**Problem**:
Please rewrite the rows below as a numbered list, leaving out blank lines. Begin at the line that contains "Could you please indicate the white arrow on yellow" and stop after the last of the rows.

**Listing**:
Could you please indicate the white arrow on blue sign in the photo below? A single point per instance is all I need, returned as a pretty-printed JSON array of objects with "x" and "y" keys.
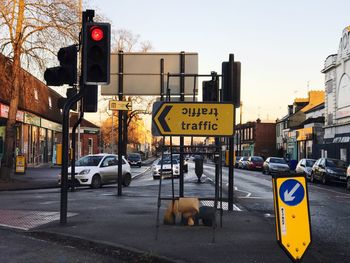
[{"x": 291, "y": 192}]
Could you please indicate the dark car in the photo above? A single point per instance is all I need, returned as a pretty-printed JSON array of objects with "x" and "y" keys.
[
  {"x": 304, "y": 166},
  {"x": 134, "y": 159},
  {"x": 176, "y": 157},
  {"x": 275, "y": 165},
  {"x": 237, "y": 161},
  {"x": 255, "y": 163},
  {"x": 327, "y": 169}
]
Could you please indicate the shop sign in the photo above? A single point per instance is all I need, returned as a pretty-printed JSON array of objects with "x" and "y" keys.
[
  {"x": 91, "y": 131},
  {"x": 31, "y": 119},
  {"x": 51, "y": 125},
  {"x": 4, "y": 112}
]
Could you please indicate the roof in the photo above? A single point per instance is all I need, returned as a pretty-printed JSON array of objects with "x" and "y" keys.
[{"x": 83, "y": 123}]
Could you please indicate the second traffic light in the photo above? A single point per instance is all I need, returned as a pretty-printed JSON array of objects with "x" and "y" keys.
[
  {"x": 66, "y": 73},
  {"x": 96, "y": 53}
]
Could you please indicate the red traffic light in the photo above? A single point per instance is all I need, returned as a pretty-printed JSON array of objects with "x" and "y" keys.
[{"x": 96, "y": 33}]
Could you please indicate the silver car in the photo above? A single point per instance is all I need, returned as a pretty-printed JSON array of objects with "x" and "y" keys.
[
  {"x": 304, "y": 166},
  {"x": 275, "y": 165}
]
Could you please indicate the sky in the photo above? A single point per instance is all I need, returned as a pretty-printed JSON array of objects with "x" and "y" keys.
[{"x": 282, "y": 45}]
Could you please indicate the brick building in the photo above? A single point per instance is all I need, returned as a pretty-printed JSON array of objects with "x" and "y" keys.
[
  {"x": 255, "y": 138},
  {"x": 38, "y": 127}
]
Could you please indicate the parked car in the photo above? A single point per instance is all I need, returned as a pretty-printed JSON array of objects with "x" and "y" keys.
[
  {"x": 304, "y": 166},
  {"x": 275, "y": 165},
  {"x": 242, "y": 163},
  {"x": 255, "y": 163},
  {"x": 135, "y": 159},
  {"x": 98, "y": 169},
  {"x": 237, "y": 161},
  {"x": 176, "y": 156},
  {"x": 327, "y": 169},
  {"x": 164, "y": 168}
]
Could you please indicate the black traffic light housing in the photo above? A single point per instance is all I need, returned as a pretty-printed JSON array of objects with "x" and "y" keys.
[
  {"x": 66, "y": 73},
  {"x": 70, "y": 93},
  {"x": 231, "y": 81},
  {"x": 96, "y": 53},
  {"x": 211, "y": 90},
  {"x": 90, "y": 98}
]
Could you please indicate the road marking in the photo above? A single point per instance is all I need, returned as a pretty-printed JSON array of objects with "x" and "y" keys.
[{"x": 328, "y": 190}]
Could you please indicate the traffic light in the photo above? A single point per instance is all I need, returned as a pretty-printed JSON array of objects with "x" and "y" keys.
[
  {"x": 90, "y": 98},
  {"x": 210, "y": 90},
  {"x": 70, "y": 93},
  {"x": 231, "y": 81},
  {"x": 96, "y": 53},
  {"x": 66, "y": 73}
]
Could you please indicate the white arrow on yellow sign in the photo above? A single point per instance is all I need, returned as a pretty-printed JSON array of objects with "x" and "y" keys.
[
  {"x": 120, "y": 105},
  {"x": 291, "y": 205},
  {"x": 192, "y": 119}
]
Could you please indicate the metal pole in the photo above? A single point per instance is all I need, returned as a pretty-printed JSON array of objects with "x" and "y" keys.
[
  {"x": 182, "y": 98},
  {"x": 65, "y": 146},
  {"x": 120, "y": 122}
]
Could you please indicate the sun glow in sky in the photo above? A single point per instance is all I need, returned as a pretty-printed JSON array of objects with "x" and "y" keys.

**Exercise solution**:
1. Could you please indicate the white arrow on yellow sign in the photo above? A single point per instance is all I need, returned as a pretty-printed JSON array of objects with "x" and "y" keys.
2. [
3.   {"x": 120, "y": 105},
4.   {"x": 291, "y": 205},
5.   {"x": 192, "y": 119}
6. ]
7. Could you please indicate the metal pole in the photo above? A single point per instance is all I need, returned as a pretty-printed JSON array of objects with "x" and "y" keys.
8. [
9.   {"x": 182, "y": 98},
10.   {"x": 65, "y": 146},
11.   {"x": 120, "y": 122}
12. ]
13. Could you please indicate the sun glow in sky in the photo above? A single point per instance is all I need, returned as a pretty-printed JSON array of objects with "x" and "y" keys.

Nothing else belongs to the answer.